(Work to be completed)
The response should consist of the data reproduced word for word.

(Data excerpts)
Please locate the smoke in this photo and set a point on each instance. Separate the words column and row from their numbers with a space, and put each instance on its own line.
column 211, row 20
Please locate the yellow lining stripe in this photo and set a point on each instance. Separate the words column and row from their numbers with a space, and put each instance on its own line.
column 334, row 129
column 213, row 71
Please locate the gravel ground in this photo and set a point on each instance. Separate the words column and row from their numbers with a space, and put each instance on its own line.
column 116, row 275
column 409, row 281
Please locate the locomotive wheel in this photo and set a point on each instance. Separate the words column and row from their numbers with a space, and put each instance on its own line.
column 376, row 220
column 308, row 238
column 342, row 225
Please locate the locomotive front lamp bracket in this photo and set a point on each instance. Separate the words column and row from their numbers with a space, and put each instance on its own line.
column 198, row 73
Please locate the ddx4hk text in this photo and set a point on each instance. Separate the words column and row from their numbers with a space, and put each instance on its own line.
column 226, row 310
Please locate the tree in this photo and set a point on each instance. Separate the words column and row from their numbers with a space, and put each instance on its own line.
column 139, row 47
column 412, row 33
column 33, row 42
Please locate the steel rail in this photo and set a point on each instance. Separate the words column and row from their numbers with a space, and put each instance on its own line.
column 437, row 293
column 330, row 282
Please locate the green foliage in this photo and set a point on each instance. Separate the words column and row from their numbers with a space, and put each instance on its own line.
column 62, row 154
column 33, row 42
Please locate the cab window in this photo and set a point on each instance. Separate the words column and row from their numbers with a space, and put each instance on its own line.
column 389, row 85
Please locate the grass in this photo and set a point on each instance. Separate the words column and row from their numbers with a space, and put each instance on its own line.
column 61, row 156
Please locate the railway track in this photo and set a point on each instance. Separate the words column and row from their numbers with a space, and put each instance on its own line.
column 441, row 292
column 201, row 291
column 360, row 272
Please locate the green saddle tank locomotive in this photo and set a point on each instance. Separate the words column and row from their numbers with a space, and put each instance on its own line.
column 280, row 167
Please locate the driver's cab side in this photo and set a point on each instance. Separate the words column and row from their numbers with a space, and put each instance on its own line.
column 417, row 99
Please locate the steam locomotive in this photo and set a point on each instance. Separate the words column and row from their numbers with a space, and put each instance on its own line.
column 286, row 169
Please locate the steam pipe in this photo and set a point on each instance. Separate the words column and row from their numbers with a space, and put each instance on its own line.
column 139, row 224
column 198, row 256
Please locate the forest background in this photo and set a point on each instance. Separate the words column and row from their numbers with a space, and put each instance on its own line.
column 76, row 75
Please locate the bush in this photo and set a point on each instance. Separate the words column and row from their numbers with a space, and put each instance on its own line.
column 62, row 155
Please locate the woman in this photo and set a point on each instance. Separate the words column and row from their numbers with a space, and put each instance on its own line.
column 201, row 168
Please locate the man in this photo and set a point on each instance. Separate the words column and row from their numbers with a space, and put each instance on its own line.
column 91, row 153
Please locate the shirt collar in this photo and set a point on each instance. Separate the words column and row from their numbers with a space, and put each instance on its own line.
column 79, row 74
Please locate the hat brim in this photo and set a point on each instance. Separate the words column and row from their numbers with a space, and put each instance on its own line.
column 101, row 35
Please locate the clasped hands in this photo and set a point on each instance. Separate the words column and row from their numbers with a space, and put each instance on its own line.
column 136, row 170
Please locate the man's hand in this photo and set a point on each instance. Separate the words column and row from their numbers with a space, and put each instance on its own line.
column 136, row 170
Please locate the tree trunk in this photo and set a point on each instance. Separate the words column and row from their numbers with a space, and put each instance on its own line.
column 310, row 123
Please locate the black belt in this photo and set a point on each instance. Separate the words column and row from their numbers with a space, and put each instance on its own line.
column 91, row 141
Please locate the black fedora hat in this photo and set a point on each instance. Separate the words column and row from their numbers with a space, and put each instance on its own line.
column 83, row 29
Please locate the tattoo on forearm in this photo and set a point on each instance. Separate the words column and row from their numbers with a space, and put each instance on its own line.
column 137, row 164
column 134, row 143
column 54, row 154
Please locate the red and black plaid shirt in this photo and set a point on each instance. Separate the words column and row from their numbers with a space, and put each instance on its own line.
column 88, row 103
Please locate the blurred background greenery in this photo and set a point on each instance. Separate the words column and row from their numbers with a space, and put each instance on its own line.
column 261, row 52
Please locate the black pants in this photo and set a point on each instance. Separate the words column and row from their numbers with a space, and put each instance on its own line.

(Written solution)
Please locate the smoke in this photo and set a point on each instance. Separate the words column and row from their numbers with a space, and put each instance on its own line.
column 211, row 20
Please locate the yellow lining stripe in this photo and set a point on each instance. Separate the words column and row from their numbers with a space, and put each instance on its own line.
column 334, row 129
column 213, row 71
Please locate the gravel ground in this photo and set a point on each instance. Separate the words column and row from their numbers with a space, and put each instance on its own line.
column 116, row 275
column 409, row 281
Please locate the locomotive wheel in this photo and set a point on each instance. Separate the words column and row from their numbers with a space, and put each instance on its own line.
column 376, row 220
column 308, row 238
column 342, row 225
Please locate the locomotive front lamp bracket in this photo and set a point on each instance. Separate the words column and row from their numbers with a space, and put each instance on its own line.
column 198, row 73
Please locate the ddx4hk text in this photo and set a point on each instance. Separate the words column and row from their numbers with a space, and put each instance on its own line.
column 226, row 310
Please locate the tree in this photo and set a point on each instance. Separate the words column and row from their numbers with a space, and put each instance on its own line.
column 139, row 47
column 412, row 33
column 33, row 42
Please locate the steel rail in this photo and set a point on each instance. Separate the words column and row from their numbers with a space, and put each instance on its own line.
column 437, row 293
column 330, row 282
Please locate the green foliage in this photo and set a point on each instance. Separate the words column and row from their numbers with a space, and put each instance on its own line.
column 62, row 154
column 33, row 42
Please locate the cab window in this photo and set a point on each instance. Separate the words column and row from their numbers with a space, and put each instance on its own line.
column 389, row 85
Please locate the grass in this photo and set a point on each instance. Separate the words column and row from their numbers with a space, and put each instance on its own line.
column 61, row 156
Please locate the railway track in this photo and set a point on each instance. Separate the words column and row from their numbers with a space, and put each instance on its own line.
column 441, row 292
column 201, row 291
column 360, row 272
Please locate the green saddle tank locomotive in this photo and set a point on each instance. Separate the words column and row from their numbers with a space, and put each instance on its own line.
column 280, row 167
Please locate the driver's cab side in this photo and set a point on each instance. Separate the words column and row from their numbers with a space, and put each instance on its own line.
column 417, row 99
Please locate the steam locomotive in this photo and set a point on each instance. Separate the words column and row from their numbers with a space, and put each instance on its own line.
column 286, row 169
Please locate the steam pipe in this photo and set a point on each instance. Separate the words column and row from their numbers with a space, and put each instance on its own line.
column 139, row 224
column 198, row 256
Please locate the forest background in this photo and set a point on each instance. Separate the words column and row from their numbers with a space, and put each instance on its own line.
column 76, row 75
Please locate the bush in this photo and set a point on each instance. Separate the words column and row from their numbers with a space, and put each instance on its own line.
column 62, row 155
Please locate the woman in this photo and set a point on each instance. Separate the words column and row from their numbers with a space, and put each instance on its own line.
column 201, row 168
Please locate the man in this photo and set a point on each instance. Separate the words column and row from their numbers with a space, and put each instance on its own line.
column 91, row 153
Please locate the shirt collar in this photo and set a point on each instance. Separate the words column and row from their numbers with a space, and put each instance on its own line.
column 79, row 74
Please locate the hat brim in this photo and set a point on each instance. Separate the words column and row from their numbers with a space, and put each instance on its own line.
column 101, row 35
Please locate the clasped hands in this photo and set a point on each instance. Separate the words column and row from their numbers with a space, and put each instance on its own line.
column 136, row 170
Please locate the man's hand in this photo and set a point on each instance. Separate the words column and row from their numbers with a space, and put each instance on its own line.
column 136, row 170
Please locate the tree trunk in this photo and set a point on each instance. Separate the words column and row from their numbers with a space, and put each instance on its own line.
column 310, row 123
Please locate the black belt in this photo and set a point on each instance. Separate the words column and row from their numbers with a space, and put each instance on its own line.
column 91, row 141
Please locate the black fedora hat in this photo and set a point on each instance. Separate the words column and row from their numbers with a space, and put each instance on its own line.
column 83, row 29
Please locate the tattoo on forearm in this photo and set a point on each instance. Separate the words column and row from their numbers with a space, and put each instance on its own line.
column 137, row 164
column 134, row 143
column 54, row 154
Please locate the red and black plaid shirt in this photo and set a point on each instance. Separate the words column and row from their numbers with a space, and put each instance on its own line.
column 88, row 103
Please locate the blurred background greenery in this photo and set a point on each instance. Separate the words column and row from their numbers with a space, and put each instance on its own line.
column 261, row 52
Please locate the black pants in this photo and set a point on each instance. Separate the words column and row from their numbers with a space, and put each instance on its own line.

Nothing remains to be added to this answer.